▶ **WHAT YOU WILL DO**
Copy out every line below that contains the word "blue", without changing it.
:: INFORMATION GIVEN ::
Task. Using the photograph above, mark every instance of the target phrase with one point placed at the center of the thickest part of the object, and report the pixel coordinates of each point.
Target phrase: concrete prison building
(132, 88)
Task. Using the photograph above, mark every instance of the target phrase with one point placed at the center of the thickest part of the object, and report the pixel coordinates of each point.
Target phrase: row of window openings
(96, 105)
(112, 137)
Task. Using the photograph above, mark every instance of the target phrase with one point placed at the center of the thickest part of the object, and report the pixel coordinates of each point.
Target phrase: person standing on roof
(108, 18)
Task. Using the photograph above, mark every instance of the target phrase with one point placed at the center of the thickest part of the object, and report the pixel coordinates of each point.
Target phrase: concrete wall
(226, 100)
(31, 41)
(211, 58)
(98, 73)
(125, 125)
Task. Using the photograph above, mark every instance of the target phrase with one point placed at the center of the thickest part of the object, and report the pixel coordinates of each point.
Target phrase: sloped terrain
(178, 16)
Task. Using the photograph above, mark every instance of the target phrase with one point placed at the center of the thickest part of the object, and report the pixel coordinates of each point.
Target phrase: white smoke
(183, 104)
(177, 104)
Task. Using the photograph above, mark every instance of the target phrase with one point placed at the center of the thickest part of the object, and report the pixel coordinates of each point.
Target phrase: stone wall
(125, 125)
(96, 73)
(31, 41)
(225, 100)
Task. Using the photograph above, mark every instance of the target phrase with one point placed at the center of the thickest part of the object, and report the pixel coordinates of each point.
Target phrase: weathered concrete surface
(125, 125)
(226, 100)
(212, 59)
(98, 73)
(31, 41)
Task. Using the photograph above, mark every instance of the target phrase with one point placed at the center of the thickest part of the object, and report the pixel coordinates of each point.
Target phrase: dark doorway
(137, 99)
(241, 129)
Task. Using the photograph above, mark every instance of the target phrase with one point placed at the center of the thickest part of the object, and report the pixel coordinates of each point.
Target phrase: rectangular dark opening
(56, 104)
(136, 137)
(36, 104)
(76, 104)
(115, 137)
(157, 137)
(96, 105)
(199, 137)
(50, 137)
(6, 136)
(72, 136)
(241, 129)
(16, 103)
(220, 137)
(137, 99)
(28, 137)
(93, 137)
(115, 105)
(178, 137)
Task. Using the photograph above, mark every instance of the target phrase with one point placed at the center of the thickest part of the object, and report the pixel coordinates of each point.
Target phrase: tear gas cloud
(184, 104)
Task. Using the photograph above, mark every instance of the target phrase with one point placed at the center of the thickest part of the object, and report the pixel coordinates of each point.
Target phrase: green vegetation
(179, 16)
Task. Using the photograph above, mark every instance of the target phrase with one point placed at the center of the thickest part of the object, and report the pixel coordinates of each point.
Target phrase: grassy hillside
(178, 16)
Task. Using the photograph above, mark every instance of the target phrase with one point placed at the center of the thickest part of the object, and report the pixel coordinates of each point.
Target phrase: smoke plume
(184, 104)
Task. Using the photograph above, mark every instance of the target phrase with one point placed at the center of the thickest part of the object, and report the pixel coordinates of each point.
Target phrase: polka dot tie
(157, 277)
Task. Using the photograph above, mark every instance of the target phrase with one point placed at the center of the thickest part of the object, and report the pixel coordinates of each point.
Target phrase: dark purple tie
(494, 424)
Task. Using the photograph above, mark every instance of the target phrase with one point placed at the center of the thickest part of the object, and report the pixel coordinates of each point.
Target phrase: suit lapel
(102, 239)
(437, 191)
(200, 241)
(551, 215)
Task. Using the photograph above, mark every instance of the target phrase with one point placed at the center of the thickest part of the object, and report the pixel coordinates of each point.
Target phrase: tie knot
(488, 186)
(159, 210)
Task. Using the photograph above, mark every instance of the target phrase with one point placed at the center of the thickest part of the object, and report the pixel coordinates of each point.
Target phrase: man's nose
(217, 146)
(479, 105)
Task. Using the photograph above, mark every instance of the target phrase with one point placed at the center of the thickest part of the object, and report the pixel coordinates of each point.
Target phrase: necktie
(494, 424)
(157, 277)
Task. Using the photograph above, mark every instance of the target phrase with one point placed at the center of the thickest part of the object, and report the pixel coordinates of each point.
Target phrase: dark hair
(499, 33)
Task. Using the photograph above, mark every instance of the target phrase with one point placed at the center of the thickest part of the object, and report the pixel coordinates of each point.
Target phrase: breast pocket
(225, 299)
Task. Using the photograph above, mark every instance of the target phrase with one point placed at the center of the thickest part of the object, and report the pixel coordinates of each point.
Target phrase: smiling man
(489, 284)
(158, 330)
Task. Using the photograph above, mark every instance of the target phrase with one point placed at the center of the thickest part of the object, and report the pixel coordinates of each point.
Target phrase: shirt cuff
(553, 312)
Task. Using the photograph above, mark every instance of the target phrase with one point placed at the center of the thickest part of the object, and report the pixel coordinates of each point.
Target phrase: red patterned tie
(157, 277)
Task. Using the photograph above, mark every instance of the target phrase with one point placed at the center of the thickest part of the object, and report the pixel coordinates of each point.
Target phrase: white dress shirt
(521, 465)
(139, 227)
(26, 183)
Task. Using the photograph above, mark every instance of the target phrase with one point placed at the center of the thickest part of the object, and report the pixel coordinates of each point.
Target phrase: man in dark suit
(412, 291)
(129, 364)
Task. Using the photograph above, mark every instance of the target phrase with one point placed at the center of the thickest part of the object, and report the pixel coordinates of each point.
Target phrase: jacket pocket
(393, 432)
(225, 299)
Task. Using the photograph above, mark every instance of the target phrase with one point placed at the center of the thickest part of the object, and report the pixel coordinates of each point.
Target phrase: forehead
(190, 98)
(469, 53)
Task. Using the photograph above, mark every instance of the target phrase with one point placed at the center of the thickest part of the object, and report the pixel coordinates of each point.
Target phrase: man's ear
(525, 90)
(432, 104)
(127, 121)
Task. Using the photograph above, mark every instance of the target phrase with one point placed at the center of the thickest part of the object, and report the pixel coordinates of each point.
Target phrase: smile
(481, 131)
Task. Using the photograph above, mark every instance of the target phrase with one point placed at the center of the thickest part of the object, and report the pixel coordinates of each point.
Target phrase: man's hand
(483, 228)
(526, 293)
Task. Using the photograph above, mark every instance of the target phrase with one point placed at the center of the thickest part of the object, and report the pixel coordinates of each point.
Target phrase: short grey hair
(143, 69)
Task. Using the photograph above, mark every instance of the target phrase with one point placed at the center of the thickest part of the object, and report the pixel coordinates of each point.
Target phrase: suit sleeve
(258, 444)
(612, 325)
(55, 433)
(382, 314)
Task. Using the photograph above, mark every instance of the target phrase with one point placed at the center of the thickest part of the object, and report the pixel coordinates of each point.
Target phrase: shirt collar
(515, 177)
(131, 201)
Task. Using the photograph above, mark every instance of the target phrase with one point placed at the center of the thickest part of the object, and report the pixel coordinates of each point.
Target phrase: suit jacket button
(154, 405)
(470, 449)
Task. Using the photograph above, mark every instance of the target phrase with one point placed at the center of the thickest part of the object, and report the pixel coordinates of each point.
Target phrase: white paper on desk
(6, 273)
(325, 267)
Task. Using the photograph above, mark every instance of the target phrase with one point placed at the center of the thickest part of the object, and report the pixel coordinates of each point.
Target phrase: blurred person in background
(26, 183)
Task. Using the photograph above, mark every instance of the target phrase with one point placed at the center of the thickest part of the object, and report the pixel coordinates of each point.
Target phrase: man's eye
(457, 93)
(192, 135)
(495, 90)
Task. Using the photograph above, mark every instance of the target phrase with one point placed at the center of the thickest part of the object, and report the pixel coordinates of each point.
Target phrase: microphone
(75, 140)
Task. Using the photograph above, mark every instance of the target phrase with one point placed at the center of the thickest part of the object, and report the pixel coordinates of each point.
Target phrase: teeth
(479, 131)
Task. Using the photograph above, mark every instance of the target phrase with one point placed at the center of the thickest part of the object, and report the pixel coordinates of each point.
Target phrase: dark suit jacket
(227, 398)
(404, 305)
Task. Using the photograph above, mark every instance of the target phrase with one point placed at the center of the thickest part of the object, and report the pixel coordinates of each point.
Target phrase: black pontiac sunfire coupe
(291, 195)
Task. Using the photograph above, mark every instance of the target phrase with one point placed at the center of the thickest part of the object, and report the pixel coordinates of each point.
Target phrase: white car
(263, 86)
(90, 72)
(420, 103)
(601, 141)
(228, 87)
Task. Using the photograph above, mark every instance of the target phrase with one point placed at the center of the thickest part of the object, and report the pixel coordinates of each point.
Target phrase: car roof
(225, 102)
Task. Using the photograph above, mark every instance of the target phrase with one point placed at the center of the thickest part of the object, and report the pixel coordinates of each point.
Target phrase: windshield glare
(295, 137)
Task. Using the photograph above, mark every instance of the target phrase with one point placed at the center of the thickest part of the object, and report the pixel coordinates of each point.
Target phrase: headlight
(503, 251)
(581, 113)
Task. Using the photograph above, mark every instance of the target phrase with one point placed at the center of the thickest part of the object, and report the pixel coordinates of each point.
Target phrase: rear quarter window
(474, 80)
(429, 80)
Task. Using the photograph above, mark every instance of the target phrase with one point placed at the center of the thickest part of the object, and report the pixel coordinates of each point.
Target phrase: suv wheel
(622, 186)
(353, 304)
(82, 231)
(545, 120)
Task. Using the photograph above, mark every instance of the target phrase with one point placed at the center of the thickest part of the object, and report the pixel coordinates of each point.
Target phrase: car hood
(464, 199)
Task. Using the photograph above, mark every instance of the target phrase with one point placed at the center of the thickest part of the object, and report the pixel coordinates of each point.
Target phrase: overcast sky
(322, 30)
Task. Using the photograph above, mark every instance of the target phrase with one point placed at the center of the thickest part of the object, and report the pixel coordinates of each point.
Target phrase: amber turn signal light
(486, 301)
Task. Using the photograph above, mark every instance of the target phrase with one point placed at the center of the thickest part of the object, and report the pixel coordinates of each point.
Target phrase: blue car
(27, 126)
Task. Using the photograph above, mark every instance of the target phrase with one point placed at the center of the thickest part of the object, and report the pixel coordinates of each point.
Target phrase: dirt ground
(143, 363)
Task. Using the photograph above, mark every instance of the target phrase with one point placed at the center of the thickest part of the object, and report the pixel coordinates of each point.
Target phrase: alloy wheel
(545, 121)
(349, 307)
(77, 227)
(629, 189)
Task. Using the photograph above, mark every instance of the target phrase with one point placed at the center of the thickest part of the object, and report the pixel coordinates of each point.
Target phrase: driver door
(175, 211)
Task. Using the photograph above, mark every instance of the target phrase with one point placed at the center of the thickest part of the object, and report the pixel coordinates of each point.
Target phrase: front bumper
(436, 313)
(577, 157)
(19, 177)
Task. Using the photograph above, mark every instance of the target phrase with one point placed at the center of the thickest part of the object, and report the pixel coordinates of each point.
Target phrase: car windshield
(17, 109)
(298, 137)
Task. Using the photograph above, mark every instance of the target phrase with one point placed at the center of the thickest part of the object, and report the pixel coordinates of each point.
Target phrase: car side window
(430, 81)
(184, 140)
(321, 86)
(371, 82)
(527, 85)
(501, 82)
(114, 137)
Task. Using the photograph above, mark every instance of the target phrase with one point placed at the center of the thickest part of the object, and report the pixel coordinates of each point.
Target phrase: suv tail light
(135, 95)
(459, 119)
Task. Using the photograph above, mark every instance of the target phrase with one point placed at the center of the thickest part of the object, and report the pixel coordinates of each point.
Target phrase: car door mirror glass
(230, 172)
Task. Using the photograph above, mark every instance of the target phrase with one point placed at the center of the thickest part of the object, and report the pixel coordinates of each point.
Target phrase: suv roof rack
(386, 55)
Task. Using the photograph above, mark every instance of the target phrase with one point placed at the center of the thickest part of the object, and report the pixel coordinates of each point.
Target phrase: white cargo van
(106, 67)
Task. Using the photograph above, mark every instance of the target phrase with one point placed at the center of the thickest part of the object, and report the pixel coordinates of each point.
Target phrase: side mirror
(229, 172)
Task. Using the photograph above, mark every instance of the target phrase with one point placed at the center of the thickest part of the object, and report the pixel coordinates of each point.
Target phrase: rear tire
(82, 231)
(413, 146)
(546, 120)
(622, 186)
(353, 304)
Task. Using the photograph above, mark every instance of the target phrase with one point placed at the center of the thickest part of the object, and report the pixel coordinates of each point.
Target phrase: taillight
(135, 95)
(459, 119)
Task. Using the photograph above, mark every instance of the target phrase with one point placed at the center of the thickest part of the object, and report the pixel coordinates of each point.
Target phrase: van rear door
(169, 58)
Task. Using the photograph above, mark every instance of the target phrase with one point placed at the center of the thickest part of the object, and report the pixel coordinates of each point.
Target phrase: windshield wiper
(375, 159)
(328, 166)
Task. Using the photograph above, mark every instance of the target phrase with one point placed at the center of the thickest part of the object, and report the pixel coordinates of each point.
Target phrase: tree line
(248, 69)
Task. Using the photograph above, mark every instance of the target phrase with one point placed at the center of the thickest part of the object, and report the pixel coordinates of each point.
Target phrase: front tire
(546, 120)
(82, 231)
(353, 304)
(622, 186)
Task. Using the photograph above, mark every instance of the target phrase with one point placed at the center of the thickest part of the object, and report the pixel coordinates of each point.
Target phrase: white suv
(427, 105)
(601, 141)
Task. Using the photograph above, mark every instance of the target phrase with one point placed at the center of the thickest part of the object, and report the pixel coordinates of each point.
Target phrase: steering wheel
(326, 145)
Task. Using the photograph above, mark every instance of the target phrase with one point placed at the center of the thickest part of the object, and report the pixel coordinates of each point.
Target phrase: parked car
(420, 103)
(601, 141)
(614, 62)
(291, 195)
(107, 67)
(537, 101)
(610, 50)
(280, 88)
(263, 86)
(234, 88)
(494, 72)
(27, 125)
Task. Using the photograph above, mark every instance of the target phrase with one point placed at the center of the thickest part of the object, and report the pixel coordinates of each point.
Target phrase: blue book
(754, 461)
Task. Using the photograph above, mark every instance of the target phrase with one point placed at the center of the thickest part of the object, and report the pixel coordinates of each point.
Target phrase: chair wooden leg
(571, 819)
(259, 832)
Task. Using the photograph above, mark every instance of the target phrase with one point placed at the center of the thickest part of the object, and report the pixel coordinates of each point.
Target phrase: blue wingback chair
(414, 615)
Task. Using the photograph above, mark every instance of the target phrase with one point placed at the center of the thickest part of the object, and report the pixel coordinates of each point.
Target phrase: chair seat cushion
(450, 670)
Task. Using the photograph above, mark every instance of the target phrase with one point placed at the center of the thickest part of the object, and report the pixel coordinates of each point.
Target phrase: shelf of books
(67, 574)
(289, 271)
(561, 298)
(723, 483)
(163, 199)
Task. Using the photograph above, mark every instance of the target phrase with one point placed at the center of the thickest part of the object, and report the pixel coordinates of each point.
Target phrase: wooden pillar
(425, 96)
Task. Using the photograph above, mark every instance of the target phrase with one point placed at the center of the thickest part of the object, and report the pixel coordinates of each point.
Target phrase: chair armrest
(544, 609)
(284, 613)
:::
▶ **TASK RESPONSE**
Target phrase: blue car
Target phrase: blue book
Target phrase: blue wingback chair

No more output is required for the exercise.